_PETUNJUK KERJA_
- a) Menurut kutipan, siapa yang memberi penjelasan terhadap kalam hikmah Imam Ibn Atha'illah as-Sakandari?
- b) Terjemahkan kalimat dari kutipan ini ke dalam bahasa Inggris: "Ini adalah watak natural (asli) yang dimiliki setiap manusia."
- c) Tuliskan kembali seluruh bagian kutipan mulai dari "MENJEMPUT KESUKSESAN DENGAN" terus ke bawah sampai "ridla Ilahi .", tanpa mengubah apa pun.

_KUTIPAN_
====
MENJEMPUT KESUKSESAN DENGAN BERSERAH DIRI

Dalam kehidupan ini, dapat dipastikan setiap manusia memiliki keinginan dan cita-cita. Semua orang ingin tahu akan hal-hal yang tak pernah ia ketahui sebelumnya, ingin menyempurnakan pengetahuan yang telah dimiliki, ingin memenuhi saku yang masih kosong, meski tumpukan harta telah menjulang. Ini adalah watak natural (asli) yang dimiliki setiap manusia. Namun, sebagai mukmin yang cerdas, kita harus mengkotak-kotakkan keinginan sekaligus membuat pemetaan terhadapnya. Sehingga berujung pada ridla Ilahi .

Manusia memang tak pernah dilarang untuk memiliki cita-cita dan keinginan, asalkan esensinya tidak bertolak belakang dengan ajaran agama, serta mengupayakannya sesuai dengan tuntunan agama pula, bahkan pepatah Arab bertutur: “Gantungkan cita-citamu pada gemintang soraya disana, meski kedua kakimu terbenam rapat di dasar bumi.”

Pepatah ini mengisyaratkan bahwa betapa pentingnya meluhurkan cita-cita serta begitu kuat dan besarnya pengaruh cita-cita terhadap aktifitas dan upaya manusia. Maka dari itu, dalam konteks ini, Imam Ibn Atha’illah as-Sakandari kembali menuntun kita, agar cita-cita yang bersarang dalam hati dapat diraih dengan mudah.

Dengan kalimat bijaknya beliau berkata: “Cita-cita tidaklah sulit untuk diraih, selama Tuhan menjadi tumpuannya. Sebaliknya, juga tak mudah mendapatkannya, apabila hanya mengandalkan daya diri sendiri. Syaikhul Islam asy-Syarqawi memberi penjelasan terhadap kalam hikmah ini, bahwa segala sesuatu yang menjadi cita- cita dan harapan tak akan pernah sulit untuk diraih, jika senantiasa berserah diri kepada Allah serta berkeyakinan bahwa hanya Allah yang dapat memudahkan jalan untuk meraihnya. Akan tetapi jika hati lupa kepada Allah dan hengandalkan kemampuan diri sendiri, niscaya Allah akan menyerahkan urusannya kepada dirinya sendiri. Sehingga, ia menjadi sangat sulit untuk meraih apa yang dicita-citakannya.

Di dalam al-Quran, Allah merekam petuah yang disampaikan oleh Nabi Musa kepada kaumnya:

اسْتَعِينُوا بِاللَّهِ وَاصْبِرُوا إِنَّ الْأَرْضَ لِلَّهِ يُورِثُهَا مَنْ يَشَاءُ مِنْ عِبَادِهِ وَالْعَاقِبَةُ لِلْمُتَّقِينَ

Mintalah pertolongan kepada Allah, dan bersabarlah kalian semua. Sesungguhnya bumi ini milik Allah. Dia mewariskannya kepada orang yang Dia kehendaki dari sekian hamba-hamba-Nya. (QS Al-a’raf [7]: 128)
====
_DATA YANG DIBERIKAN_
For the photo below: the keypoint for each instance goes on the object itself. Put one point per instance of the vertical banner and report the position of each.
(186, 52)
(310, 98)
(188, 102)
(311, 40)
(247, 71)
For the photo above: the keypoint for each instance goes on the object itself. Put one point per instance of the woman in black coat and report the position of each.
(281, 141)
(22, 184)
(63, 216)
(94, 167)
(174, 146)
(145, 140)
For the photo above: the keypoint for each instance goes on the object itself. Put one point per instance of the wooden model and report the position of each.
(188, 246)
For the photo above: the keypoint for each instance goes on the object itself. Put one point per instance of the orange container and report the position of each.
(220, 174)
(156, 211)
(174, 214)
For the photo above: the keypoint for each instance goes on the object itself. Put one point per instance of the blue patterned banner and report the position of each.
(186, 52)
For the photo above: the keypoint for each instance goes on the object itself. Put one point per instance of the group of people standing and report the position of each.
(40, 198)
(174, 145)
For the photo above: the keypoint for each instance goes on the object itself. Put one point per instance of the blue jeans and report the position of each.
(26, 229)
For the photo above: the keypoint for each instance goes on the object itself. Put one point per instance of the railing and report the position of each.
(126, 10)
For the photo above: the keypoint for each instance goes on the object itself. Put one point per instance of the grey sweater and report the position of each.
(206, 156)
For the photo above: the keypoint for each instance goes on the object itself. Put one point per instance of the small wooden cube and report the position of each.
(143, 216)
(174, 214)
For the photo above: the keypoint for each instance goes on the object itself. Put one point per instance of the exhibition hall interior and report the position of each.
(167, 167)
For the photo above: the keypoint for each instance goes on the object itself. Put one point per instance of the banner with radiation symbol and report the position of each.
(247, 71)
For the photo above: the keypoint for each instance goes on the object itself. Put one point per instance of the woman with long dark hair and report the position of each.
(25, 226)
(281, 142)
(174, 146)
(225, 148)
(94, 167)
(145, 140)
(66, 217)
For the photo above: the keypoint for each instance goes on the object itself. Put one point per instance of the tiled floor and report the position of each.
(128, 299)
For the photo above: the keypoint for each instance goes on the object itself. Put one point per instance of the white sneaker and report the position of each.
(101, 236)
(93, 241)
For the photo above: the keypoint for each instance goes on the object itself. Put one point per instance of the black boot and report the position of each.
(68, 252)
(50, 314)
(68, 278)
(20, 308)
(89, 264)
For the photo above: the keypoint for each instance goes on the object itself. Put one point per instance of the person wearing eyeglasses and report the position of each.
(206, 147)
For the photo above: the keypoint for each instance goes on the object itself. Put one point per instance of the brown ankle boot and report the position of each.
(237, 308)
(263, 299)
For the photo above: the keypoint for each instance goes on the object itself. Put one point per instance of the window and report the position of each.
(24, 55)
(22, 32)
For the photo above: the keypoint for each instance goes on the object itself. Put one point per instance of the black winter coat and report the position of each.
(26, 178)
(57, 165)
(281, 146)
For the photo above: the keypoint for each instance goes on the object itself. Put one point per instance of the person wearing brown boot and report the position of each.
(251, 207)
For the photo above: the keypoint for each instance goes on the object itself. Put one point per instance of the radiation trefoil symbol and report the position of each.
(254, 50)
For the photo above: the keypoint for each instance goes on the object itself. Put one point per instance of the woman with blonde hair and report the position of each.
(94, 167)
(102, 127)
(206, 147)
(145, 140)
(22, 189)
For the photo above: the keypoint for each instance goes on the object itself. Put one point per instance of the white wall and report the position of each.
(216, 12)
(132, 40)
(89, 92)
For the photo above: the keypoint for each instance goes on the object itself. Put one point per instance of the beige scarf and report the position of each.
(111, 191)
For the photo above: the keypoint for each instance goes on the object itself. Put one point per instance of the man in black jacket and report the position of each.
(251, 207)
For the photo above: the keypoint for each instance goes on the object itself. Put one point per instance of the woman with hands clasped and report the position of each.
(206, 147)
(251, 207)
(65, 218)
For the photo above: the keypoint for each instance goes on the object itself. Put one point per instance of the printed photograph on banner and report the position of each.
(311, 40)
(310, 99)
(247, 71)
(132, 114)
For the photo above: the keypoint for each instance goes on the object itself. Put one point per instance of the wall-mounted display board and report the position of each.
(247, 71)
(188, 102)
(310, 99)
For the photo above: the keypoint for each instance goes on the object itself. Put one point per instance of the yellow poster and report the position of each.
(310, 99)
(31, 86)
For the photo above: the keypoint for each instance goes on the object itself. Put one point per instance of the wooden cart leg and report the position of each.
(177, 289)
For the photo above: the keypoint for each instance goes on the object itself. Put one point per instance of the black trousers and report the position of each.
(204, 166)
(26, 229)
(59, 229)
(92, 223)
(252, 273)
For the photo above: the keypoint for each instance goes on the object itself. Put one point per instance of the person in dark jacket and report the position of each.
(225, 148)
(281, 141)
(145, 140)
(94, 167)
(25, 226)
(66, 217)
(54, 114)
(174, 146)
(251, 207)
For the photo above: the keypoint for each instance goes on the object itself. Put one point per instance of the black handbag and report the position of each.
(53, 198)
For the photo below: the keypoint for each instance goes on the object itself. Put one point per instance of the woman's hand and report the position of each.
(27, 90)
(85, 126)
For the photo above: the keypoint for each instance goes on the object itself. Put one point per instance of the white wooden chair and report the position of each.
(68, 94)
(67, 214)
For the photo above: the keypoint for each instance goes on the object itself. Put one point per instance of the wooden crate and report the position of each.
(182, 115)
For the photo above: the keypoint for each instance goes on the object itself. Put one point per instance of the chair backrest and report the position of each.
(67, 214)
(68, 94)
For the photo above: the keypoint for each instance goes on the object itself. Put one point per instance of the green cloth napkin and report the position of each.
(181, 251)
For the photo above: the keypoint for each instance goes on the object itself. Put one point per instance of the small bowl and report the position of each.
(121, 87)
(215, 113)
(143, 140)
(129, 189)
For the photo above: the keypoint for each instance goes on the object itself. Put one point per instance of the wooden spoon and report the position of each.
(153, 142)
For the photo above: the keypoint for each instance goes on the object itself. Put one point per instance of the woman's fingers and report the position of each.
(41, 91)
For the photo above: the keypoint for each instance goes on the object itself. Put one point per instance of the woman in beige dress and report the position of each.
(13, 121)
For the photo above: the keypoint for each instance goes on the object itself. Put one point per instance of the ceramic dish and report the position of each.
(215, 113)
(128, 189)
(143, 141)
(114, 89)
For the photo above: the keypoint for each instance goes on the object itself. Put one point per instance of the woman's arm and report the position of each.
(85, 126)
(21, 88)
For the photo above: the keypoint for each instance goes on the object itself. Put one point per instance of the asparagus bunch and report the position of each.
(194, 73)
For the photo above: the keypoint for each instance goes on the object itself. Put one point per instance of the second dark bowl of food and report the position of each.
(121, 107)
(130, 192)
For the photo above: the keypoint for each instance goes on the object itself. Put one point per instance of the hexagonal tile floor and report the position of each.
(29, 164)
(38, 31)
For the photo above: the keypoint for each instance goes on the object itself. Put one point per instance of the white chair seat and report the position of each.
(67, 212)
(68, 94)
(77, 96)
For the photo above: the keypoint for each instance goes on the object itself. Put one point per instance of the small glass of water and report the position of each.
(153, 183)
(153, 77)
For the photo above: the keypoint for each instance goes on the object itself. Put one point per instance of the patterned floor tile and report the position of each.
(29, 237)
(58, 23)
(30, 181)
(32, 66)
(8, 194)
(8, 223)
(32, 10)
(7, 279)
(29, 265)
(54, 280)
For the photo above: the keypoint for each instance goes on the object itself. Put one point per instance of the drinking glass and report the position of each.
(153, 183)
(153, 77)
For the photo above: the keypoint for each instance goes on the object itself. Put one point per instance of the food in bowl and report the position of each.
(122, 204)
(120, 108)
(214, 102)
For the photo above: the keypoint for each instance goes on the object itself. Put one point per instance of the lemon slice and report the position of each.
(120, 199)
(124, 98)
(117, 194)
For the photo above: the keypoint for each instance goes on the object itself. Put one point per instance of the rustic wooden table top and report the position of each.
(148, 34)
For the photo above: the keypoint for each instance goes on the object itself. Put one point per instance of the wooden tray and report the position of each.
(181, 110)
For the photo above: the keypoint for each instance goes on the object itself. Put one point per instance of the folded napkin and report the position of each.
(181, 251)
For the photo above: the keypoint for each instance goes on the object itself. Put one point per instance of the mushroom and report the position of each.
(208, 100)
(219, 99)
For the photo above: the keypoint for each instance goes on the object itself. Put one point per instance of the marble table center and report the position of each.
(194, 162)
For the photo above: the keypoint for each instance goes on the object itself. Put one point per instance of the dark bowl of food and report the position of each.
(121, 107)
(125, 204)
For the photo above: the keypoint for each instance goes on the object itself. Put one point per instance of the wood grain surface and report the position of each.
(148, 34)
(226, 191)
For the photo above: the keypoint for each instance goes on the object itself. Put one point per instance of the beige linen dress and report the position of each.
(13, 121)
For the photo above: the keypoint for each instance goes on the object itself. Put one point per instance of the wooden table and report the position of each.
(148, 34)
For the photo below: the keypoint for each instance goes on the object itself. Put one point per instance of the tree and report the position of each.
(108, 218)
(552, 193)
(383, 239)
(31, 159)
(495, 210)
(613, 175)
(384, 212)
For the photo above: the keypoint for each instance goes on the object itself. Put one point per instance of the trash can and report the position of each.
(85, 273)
====
_JAWABAN_
- a) Syaikhul Islam asy-Syarqawi.

- b) This is a natural (innate) trait that every human being possesses.

- c)
MENJEMPUT KESUKSESAN DENGAN BERSERAH DIRI

Dalam kehidupan ini, dapat dipastikan setiap manusia memiliki keinginan dan cita-cita. Semua orang ingin tahu akan hal-hal yang tak pernah ia ketahui sebelumnya, ingin menyempurnakan pengetahuan yang telah dimiliki, ingin memenuhi saku yang masih kosong, meski tumpukan harta telah menjulang. Ini adalah watak natural (asli) yang dimiliki setiap manusia. Namun, sebagai mukmin yang cerdas, kita harus mengkotak-kotakkan keinginan sekaligus membuat pemetaan terhadapnya. Sehingga berujung pada ridla Ilahi .